(Point placement records)
++++++++

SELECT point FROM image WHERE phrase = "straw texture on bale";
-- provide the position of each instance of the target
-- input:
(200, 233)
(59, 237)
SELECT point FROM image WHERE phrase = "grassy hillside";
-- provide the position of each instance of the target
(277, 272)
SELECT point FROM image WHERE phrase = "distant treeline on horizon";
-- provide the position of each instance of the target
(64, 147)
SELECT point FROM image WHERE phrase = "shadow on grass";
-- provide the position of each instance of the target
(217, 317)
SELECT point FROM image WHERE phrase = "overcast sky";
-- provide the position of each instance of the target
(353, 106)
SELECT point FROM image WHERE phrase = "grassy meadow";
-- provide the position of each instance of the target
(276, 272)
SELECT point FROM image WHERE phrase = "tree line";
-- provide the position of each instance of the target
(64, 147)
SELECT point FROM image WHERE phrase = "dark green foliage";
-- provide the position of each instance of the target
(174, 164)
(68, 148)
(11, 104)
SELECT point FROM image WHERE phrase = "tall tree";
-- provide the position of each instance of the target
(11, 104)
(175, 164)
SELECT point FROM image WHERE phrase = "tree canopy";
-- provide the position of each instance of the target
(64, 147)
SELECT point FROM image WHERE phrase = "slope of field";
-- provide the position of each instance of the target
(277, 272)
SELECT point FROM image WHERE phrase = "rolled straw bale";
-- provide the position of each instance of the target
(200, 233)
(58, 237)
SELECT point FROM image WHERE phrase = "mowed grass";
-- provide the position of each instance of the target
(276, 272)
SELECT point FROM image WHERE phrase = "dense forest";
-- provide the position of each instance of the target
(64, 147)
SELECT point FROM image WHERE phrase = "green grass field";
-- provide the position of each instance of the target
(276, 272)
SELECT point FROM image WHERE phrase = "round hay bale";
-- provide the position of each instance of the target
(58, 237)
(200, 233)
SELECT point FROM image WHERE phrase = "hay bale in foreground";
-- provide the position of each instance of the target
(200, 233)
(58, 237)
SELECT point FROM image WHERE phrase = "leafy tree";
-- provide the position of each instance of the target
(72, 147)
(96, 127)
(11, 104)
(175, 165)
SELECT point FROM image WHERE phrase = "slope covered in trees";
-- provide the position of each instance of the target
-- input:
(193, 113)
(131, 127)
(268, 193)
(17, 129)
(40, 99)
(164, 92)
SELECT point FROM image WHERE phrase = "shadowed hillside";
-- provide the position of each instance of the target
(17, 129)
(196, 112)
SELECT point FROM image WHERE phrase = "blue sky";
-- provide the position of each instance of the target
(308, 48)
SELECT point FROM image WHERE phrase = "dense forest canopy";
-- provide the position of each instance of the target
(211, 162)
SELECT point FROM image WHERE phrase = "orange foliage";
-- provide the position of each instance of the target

++++++++

INSTRUCTIONS TO FOLLOW: List each line in the records that contains the word "dense". Case counts.

WRITTEN ANSWER:
SELECT point FROM image WHERE phrase = "dense forest";
SELECT point FROM image WHERE phrase = "dense forest canopy";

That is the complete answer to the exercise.